| Exercise prompt |
Would you return each entry exactly as written, omitting any pictures?

Records for this task START

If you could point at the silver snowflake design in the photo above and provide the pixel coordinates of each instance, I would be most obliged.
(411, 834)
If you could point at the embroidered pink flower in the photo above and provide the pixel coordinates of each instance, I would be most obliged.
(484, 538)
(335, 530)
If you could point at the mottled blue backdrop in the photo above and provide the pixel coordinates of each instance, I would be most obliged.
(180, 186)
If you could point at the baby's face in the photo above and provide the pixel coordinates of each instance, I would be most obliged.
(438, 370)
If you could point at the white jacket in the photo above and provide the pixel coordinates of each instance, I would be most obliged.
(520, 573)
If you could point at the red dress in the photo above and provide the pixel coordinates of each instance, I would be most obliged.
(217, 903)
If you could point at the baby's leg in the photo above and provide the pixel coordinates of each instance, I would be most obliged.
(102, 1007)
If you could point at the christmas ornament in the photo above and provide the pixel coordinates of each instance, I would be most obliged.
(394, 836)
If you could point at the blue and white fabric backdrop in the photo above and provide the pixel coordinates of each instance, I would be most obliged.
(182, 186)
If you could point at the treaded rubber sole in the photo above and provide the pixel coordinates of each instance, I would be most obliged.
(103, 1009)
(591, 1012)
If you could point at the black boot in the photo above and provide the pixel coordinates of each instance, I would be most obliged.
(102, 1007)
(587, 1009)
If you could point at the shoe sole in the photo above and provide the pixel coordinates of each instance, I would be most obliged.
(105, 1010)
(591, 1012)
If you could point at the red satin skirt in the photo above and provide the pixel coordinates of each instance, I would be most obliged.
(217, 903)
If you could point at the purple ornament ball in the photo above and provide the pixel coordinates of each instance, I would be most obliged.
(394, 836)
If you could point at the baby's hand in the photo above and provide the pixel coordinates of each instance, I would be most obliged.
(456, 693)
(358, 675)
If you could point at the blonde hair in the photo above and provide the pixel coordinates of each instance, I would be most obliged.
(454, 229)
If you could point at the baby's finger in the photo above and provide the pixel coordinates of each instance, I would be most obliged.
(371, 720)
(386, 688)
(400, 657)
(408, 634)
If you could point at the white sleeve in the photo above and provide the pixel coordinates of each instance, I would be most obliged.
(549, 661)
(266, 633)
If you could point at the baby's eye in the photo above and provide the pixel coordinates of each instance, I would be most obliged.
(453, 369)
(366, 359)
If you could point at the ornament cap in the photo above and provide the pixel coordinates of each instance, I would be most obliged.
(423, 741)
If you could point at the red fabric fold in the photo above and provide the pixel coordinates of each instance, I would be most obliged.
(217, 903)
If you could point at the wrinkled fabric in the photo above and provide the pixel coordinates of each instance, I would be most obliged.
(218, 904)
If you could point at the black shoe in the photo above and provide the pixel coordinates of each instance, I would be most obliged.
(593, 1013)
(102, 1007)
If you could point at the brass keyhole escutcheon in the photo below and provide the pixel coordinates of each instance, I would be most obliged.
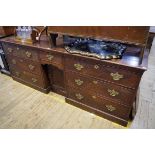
(96, 67)
(113, 92)
(78, 67)
(49, 57)
(94, 97)
(79, 96)
(31, 67)
(116, 76)
(110, 108)
(78, 82)
(34, 80)
(95, 82)
(14, 61)
(28, 54)
(17, 73)
(10, 50)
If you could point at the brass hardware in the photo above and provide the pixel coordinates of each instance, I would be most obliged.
(17, 73)
(78, 82)
(94, 97)
(34, 80)
(31, 67)
(110, 108)
(10, 50)
(78, 67)
(14, 61)
(96, 67)
(28, 54)
(95, 82)
(113, 92)
(116, 76)
(79, 96)
(49, 57)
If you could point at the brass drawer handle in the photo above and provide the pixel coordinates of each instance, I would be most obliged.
(110, 108)
(95, 82)
(17, 73)
(49, 57)
(116, 76)
(10, 50)
(79, 96)
(28, 54)
(21, 60)
(14, 61)
(34, 80)
(78, 82)
(78, 67)
(113, 92)
(31, 67)
(94, 97)
(96, 67)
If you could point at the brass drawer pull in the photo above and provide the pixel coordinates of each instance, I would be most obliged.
(96, 67)
(34, 80)
(28, 54)
(78, 67)
(10, 50)
(116, 76)
(113, 92)
(31, 67)
(49, 57)
(79, 96)
(95, 82)
(110, 108)
(94, 97)
(78, 82)
(17, 73)
(14, 61)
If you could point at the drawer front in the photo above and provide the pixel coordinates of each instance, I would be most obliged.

Records for this task END

| Your response |
If you could point at the silver snowflake design in the photo above and provide the pixel coordinates of each instance, I would be most obliged.
(411, 834)
If you could point at the embroidered pink flower in the photo above and provide the pixel coordinates of each instance, I would be most obliged.
(484, 538)
(335, 530)
If you could point at the mottled blue backdrop in the photo above and provide the pixel coordinates of each instance, I would be most obliged.
(180, 186)
If you could point at the baby's face in the photo above and provide the pixel coordinates of each instance, I would be most obliged.
(438, 370)
If you could point at the white jacket in the photo above and provide the pixel coordinates of each instance, I would be most obliged.
(520, 573)
If you could point at the red dress in the photo above and provide the pixel coordinates of each instance, I would be most obliged.
(217, 903)
If you could point at the baby's leg in the photo above and provide the pixel coordinates of each instance, I would be most obliged.
(102, 1007)
If you could point at the christmas ornament in the photo above and provide the pixel coordinates of each instance, I would be most obliged.
(394, 836)
If you could point at the blue and white fabric backdrop in the photo above and provide the pixel coordinates of each instance, I would be most obliged.
(182, 186)
If you could point at the treaded rubber sole in the photo above and provide the pixel coordinates of each instance, I would be most obliged.
(103, 1009)
(591, 1012)
If you could point at the black boot in the photo above and provide the pixel coordinates of each instance, I would be most obliged.
(102, 1007)
(587, 1009)
If you could point at the shoe sole in the photo above and provide the pixel coordinates of each instance, I would be most obliged.
(105, 1010)
(591, 1012)
If you could point at the red satin skirt in the photo above and provide the pixel coordinates of each instance, I would be most obliged.
(217, 903)
If you could point at the purple ornament ball in the photo above and provide the pixel coordinates of each instance, I would be most obliged.
(394, 836)
If you could point at the baby's hand in the photo above and provide the pixel coordinates of each instance, I would be most obliged.
(456, 693)
(358, 675)
If you could point at the blonde hair in the photo above and provide the pixel coordinates of each instance, I would be most obliged.
(454, 229)
If you could point at the baby's finger in the photo above and provide the pixel coordinates of each instance, I would be most obliged.
(371, 720)
(386, 688)
(400, 657)
(408, 634)
If you could point at the white sleeve in the photo above and provide the pixel coordinates of each instance, I would be most obliged.
(549, 661)
(266, 633)
If you could point at the baby's eye in the photo above and provide the pixel coordinates of each instance, I would be most obliged.
(453, 369)
(366, 359)
If you could point at the ornament cap in the photo above and provide the pixel coordinates of each instance, I would be most obliged.
(423, 741)
If you could point at the red fabric fold in the photo above and provide the pixel coordinates of each instance, I would be most obliged.
(217, 903)
If you could point at the wrinkled fabric in the photo above and provide the pixel coordinates of each instance, I would be most obliged.
(218, 904)
If you could point at the black shoe in the photo above and provide the pixel coordinates of each instance, I would be most obliged.
(593, 1013)
(102, 1007)
If you could point at the brass keyhole escutcheon in the photo below and provide the pixel coordinates of each instance, I would be most obliged.
(96, 67)
(113, 92)
(78, 67)
(49, 57)
(94, 97)
(79, 96)
(31, 67)
(116, 76)
(110, 108)
(78, 82)
(34, 80)
(95, 82)
(14, 61)
(28, 54)
(17, 73)
(10, 50)
If you could point at the brass hardware in the photo above and provide the pixel coordinates of each instance, I would be most obliged.
(17, 73)
(78, 82)
(94, 97)
(34, 80)
(31, 67)
(110, 108)
(10, 50)
(78, 67)
(14, 61)
(96, 67)
(28, 54)
(95, 82)
(113, 92)
(116, 76)
(79, 96)
(49, 57)
If you could point at the brass drawer handle in the photo above and provide the pixel coordinates of each instance, I would be most obliged.
(110, 108)
(95, 82)
(17, 73)
(49, 57)
(116, 76)
(10, 50)
(79, 96)
(28, 54)
(21, 60)
(14, 61)
(34, 80)
(78, 82)
(78, 67)
(113, 92)
(31, 67)
(94, 97)
(96, 67)
If you could point at the brass drawer pull in the photo above and provide the pixel coordinates of each instance, I would be most obliged.
(96, 67)
(34, 80)
(28, 54)
(78, 67)
(10, 50)
(116, 76)
(113, 92)
(31, 67)
(49, 57)
(79, 96)
(95, 82)
(110, 108)
(94, 97)
(78, 82)
(17, 73)
(14, 61)
If you could point at the drawer front in the photo above and provide the pixel coordinates of each instance, I would be most obliged.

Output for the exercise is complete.